What is needed = Please retype every entry, keeping each one exactly as written.
*** Opening Available data ***
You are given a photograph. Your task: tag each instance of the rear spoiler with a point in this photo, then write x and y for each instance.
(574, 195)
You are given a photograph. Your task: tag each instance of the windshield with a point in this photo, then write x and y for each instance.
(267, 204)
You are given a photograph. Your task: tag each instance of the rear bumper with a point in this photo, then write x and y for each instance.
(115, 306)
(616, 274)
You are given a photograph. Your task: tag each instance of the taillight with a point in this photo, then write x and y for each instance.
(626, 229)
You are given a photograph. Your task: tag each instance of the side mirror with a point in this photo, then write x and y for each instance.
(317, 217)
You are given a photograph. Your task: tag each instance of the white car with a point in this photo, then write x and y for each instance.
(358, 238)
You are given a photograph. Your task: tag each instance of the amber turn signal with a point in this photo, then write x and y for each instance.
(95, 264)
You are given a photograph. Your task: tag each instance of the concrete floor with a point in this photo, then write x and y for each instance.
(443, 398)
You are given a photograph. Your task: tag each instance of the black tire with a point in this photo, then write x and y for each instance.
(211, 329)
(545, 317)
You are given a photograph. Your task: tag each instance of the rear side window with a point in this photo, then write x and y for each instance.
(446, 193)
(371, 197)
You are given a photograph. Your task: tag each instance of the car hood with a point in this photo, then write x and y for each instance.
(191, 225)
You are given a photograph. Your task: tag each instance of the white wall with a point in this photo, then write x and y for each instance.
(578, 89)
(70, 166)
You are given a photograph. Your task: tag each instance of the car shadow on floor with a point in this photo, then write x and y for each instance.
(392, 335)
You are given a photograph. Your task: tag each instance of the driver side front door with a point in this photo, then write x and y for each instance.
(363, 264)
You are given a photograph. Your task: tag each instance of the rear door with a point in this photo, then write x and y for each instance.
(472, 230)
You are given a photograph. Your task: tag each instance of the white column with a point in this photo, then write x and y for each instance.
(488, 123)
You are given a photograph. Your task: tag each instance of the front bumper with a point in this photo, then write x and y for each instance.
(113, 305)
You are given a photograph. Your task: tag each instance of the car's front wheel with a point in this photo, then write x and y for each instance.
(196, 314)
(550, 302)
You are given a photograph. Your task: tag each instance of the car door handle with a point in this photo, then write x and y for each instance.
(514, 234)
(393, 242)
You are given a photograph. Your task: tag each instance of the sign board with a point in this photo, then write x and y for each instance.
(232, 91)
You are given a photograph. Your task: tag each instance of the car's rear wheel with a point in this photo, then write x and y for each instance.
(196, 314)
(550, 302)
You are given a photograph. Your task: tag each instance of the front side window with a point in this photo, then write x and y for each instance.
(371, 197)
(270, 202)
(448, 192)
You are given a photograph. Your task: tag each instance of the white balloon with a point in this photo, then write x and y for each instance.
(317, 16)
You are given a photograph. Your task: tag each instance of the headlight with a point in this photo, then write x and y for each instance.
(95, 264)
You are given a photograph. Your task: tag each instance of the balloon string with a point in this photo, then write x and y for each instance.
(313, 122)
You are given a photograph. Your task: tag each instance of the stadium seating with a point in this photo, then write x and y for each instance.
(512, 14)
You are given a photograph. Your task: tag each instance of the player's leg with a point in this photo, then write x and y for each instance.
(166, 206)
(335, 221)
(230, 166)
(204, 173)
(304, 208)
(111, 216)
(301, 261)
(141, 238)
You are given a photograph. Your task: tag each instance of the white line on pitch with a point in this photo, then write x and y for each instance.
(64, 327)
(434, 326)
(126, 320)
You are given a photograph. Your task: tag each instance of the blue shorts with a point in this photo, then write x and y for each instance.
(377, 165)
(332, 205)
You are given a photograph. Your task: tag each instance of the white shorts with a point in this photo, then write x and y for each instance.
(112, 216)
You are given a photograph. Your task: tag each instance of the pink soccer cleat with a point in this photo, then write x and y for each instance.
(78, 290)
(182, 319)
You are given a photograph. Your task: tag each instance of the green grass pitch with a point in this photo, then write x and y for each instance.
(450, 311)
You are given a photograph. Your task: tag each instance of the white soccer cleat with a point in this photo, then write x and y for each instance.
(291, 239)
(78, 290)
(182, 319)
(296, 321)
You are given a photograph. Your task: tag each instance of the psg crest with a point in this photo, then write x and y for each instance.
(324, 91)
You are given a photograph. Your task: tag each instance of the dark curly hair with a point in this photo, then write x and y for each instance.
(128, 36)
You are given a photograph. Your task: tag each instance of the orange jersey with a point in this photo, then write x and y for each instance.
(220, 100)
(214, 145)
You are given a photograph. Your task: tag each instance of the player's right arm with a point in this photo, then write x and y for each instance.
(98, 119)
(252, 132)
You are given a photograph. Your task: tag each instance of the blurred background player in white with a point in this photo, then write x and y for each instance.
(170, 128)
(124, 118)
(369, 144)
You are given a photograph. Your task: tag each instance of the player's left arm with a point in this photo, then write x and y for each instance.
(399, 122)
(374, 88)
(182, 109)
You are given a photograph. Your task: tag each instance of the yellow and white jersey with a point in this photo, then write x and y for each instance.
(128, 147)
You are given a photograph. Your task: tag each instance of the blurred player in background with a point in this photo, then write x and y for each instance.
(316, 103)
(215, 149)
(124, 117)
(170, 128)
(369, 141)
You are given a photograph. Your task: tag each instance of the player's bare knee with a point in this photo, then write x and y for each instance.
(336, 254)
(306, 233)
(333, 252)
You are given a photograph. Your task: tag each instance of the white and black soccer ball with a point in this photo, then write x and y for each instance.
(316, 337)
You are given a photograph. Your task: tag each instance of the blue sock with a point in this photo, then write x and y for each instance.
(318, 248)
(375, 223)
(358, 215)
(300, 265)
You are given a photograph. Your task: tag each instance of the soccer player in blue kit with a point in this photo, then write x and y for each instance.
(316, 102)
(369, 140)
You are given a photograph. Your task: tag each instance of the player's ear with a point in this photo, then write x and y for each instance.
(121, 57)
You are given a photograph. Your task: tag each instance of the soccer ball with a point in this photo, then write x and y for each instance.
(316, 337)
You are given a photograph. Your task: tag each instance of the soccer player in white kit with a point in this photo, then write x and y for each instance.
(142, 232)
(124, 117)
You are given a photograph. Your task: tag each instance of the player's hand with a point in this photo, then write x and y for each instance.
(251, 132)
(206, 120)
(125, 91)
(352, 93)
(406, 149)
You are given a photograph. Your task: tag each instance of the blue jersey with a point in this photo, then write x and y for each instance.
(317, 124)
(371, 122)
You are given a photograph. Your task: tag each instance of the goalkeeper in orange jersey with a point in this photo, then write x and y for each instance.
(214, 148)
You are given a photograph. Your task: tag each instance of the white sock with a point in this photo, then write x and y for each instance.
*** Closing Available data ***
The completed task =
You are given a photograph. Your task: tag each instance of the rear spoiler with a point in this photo, then write x and y for each instance.
(574, 195)
You are given a photograph. Your task: tag each instance of the windshield with a point in this photo, then write x and y for each instance.
(267, 204)
You are given a photograph. Your task: tag each instance of the rear bumper with a point in this photo, then write x and y for each instance.
(115, 306)
(616, 274)
You are given a photograph. Your task: tag each instance of the taillight with a point in this photo, then write x and y for each instance.
(626, 229)
You are given a photograph. Your task: tag each instance of the side mirror with a point in this photo, then write x and y for each instance.
(317, 217)
You are given a photograph. Your task: tag each instance of the white car with a point in this photo, then write x and y for each instance.
(358, 238)
You are given a photograph. Your task: tag each instance of the amber turn signal with a point in this photo, then write x and y for each instance.
(95, 264)
You are given a photograph. Your task: tag each instance of the concrete floor with a point in this photo, then write x and y for each instance.
(443, 398)
You are given a photograph. Your task: tag each instance of the black tire with a point in this photo, then write x and y for each instance.
(211, 329)
(545, 317)
You are given a photograph. Your task: tag each instance of the rear side window with a point in this photo, then write x and y for each instance.
(446, 193)
(371, 197)
You are given a photograph. Your task: tag each instance of the car hood with a point in this photo, then write x and y for each instance.
(191, 225)
You are given a photograph. Your task: tag each instance of the white wall with a point in this photo, then write x and y for each instance.
(578, 89)
(70, 166)
You are given a photograph. Your task: tag each instance of the car shadow on floor with a point in this photo, then write x and y for each instance.
(392, 335)
You are given a photograph. Your task: tag each instance of the driver side front door with a point in this photo, then write x and y for each instance.
(363, 264)
You are given a photograph. Your task: tag each instance of the rear door with a point in this photo, then write x and y for each instance.
(472, 230)
You are given a photograph. Your task: tag each instance of the white column with a point in this photo, then write x and y for each instance.
(488, 123)
You are given a photograph. Your task: tag each instance of the front bumper with a point in this photo, then write x and y for each instance.
(113, 305)
You are given a photograph. Your task: tag each instance of the car's front wheel with a point in this photo, then write x and y for each instance.
(196, 314)
(550, 302)
You are given a photograph. Your task: tag each instance of the car door handle with a point in this photo, then write x and y for each instance.
(514, 234)
(393, 242)
You are given a photograph. Your task: tag each instance of the sign board with a point in this photo, then write x and y for each instance.
(232, 91)
You are given a photograph. Your task: tag each instance of the car's rear wheel with a point in this photo, then write x and y for each instance.
(196, 314)
(550, 302)
You are given a photograph. Your task: tag each instance of the front side window with a point in this photo, then write x and y for each instance.
(371, 197)
(270, 202)
(448, 192)
You are given a photograph. Your task: tag each instance of the white balloon with a point in this photo, then write x and y for each instance.
(317, 16)
You are given a photograph. Your task: tag each instance of the headlight with a point in this photo, then write x and y for each instance.
(95, 264)
You are given a photograph. Your task: tag each instance of the balloon string with a point in this photo, then write x and y for each instance.
(313, 122)
You are given a photograph. Your task: tag each instance of the stadium seating with a point in this photo, then write x and y for each instance.
(512, 14)
You are given a photograph. Your task: tag each instance of the player's leg with a point in this photo, then write x and y for each instance.
(166, 206)
(335, 221)
(230, 166)
(204, 173)
(304, 208)
(111, 216)
(301, 261)
(141, 238)
You are given a photograph. Your task: tag each instance of the white line on pitch with a point in this photo, then write x and y for each instance.
(64, 327)
(434, 326)
(126, 320)
You are given a photograph. Your task: tag each instance of the blue shorts with a point in this photo, then write x and y for each instance.
(377, 165)
(332, 205)
You are given a photograph. Your task: tag each instance of the white shorts with a point in this photo, then write x and y for each instance.
(112, 216)
You are given a photograph. Your task: tag each instance of the pink soccer cleat with a point in this photo, then write x and y for each instance.
(78, 290)
(182, 319)
You are given a photograph. Your task: tag each instance of the green grass pitch with a point in this photo, then write x and y for each instance.
(450, 311)
You are given a photograph. Your task: tag each instance of the white soccer cleat with a point in this photo, then write x and y for each instance.
(291, 239)
(78, 290)
(182, 319)
(296, 321)
You are given a photograph. Your task: tag each instance of the psg crest with a point in this photo, then write x and y for each instance.
(324, 91)
You are given a photograph. Your task: tag each instance of the dark curly hair with a point in this photo, then write x and y for each instance.
(128, 36)
You are given a photograph. Your task: tag each instance of the orange jersey with a point in this photo, then write x and y for each instance.
(220, 100)
(214, 145)
You are given a photograph. Your task: tag each instance of the player's right arm with a point in this photo, then write x and y for each instance.
(98, 119)
(252, 132)
You are given a photograph. Your task: tag each instance of the blurred background player in white with a point in this photo, then write x and y for each instance.
(170, 128)
(124, 118)
(369, 144)
You are given a photograph. Your task: tag each instance of the player's left arm with a point in this photo, then write x and y for each instance.
(399, 122)
(374, 88)
(182, 109)
You are given a photograph. Your task: tag each instance of the yellow and white jersey with a point in this photo, then write x and y for each instance.
(128, 147)
You are given a photograph. Your task: tag each instance of the blurred player in background with a point in this photo, then write x and y for each instance.
(316, 103)
(215, 149)
(124, 117)
(170, 128)
(369, 141)
You are given a photograph. Your task: tag each instance of the player's bare knee with a point in this photo, then write x and y for each instance.
(336, 254)
(306, 233)
(333, 252)
You are given a photograph. Your task: tag each instance of the white and black soccer ball with a point in this photo, then write x and y for each instance.
(316, 337)
You are given a photograph. Your task: tag each instance of the blue sock with a point in this photo, then write x and y for each instance.
(318, 248)
(375, 223)
(358, 215)
(300, 265)
You are given a photograph. Your task: tag each instance of the soccer player in blue kit with a point in this photo, then write x and y for each instance.
(316, 102)
(369, 140)
You are given a photograph. Your task: tag each instance of the player's ear with a point in this photo, then write x and y for each instance.
(121, 57)
You are given a photograph. Your task: tag each instance of the soccer ball with a point in this photo, then write x and y for each instance.
(316, 337)
You are given a photograph. Your task: tag each instance of the soccer player in white kit with a point in this photo, then write x and y for each instance.
(142, 232)
(124, 117)
You are given a photograph. Your task: tag each instance of the player's hand with a point in this photo, then write x and y for each instance.
(251, 132)
(206, 120)
(125, 91)
(352, 93)
(406, 149)
You are given a photograph. Your task: tag each instance of the blue jersey with a point in this photo, then write x and y for each instance.
(317, 124)
(371, 122)
You are given a photograph. Your task: tag each instance of the goalkeeper in orange jersey with a point in this photo, then write x and y for each instance.
(214, 148)
You are given a photograph. Your task: tag each instance of the white sock with a point in this photo, then write x and y for each instance.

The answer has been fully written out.